INSTRUÇÃO ESCRITA 1
Copie sem nenhuma alteração as linhas dos registros que vão da linha que contém "of the green" até o final dos registros, incluindo as duas pontas.

TRECHO SELECIONADO

Machado de Assis foi pioneiro no estudo dos distúrbios mentais camuflados
Hipócrita leitor: não espere nada de mim. Sou bicho preconceituoso e intolerante, mesmo quando não quero. Sobretudo quando não quero.
Os meus preconceitos são vastos, como oceanos de maldade que tudo afogam em cinismo e irrisão. Culturas, povos, sexos, minorias —nada escapa. Antes de a razão calçar as botas, já os meus preconceitos deram a volta ao mundo (obrigado, Mark Twain).
Mas que dizer daqueles que não têm preconceitos e, pior, declaram ufanamente que vivem de cabeça limpa? Devemos invejar esses seres?
Um pouco de calma. É preciso ter em conta os “preconceitos inconscientes”. A ciência, sempre incansável, debruça-se sobre esse abismo. E garante que uma alma pura nunca é tão pura como pensa.
Que o diga a professora Dolly Chugh, psicóloga social, entrevistada pelo Wall Street Journal. Afirma a doutora que todos temos “preconceitos inconscientes”. Eles podem surgir quando vemos uma mulher aos comandos de um avião (e sentimos um arrepio de medo pela espinha abaixo). Ou quando um mendigo nos pede esmola (e escutamos um “vai trabalhar, vagabundo” ecoando na nossa alma).
Para a professora Chugh, esses preconceitos influenciam os nossos comportamentos e não contribuem para um mundo melhor.
É por isso que muitas empresas já obrigam os seus trabalhadores a frequentarem certos seminários. O objetivo é “revelar”, por uma espécie de “auto de fé” científico, os demônios que se escondem por trás da máscara gentil.
Um dos instrumentos para proceder ao exorcismo é o “implicit association test”, inventado em Harvard, corria 1998. Fato: os pais do teste sempre fizeram uma distinção entre ter certas crenças (negativas) sobre pessoas ou minorias e praticar certas ações (negativas também) contra elas. A primeira asserção não conduz à segunda.

INSTRUÇÃO ESCRITA 2
Liste todas as pessoas mencionadas pelo nome no trecho sobre preconceitos inconscientes.

MATERIAL FORNECIDO
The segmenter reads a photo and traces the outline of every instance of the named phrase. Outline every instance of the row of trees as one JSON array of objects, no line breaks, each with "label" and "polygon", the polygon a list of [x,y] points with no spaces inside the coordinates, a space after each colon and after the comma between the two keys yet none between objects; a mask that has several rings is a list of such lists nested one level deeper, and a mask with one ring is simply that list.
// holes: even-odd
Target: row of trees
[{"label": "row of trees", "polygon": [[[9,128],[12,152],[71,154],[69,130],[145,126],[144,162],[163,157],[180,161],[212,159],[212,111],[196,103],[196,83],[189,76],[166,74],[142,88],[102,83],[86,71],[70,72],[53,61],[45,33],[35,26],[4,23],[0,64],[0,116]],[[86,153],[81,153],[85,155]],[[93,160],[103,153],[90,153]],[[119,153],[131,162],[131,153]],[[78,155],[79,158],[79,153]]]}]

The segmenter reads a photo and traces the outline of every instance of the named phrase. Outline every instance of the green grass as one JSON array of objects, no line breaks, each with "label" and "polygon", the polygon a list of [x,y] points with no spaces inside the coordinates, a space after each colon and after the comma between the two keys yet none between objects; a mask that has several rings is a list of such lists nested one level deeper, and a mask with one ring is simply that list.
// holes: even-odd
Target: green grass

RESPOSTA 1
The segmenter reads a photo and traces the outline of every instance of the named phrase. Outline every instance of the green grass as one JSON array of objects, no line breaks, each with "label" and "polygon", the polygon a list of [x,y] points with no spaces inside the coordinates, a space after each colon and after the comma between the two keys yet none between objects; a mask that has several rings is a list of such lists nested one level deeper, and a mask with one ring is simply that list.
// holes: even-odd
Target: green grass

RESPOSTA 2
Machado de Assis, Mark Twain, Dolly Chugh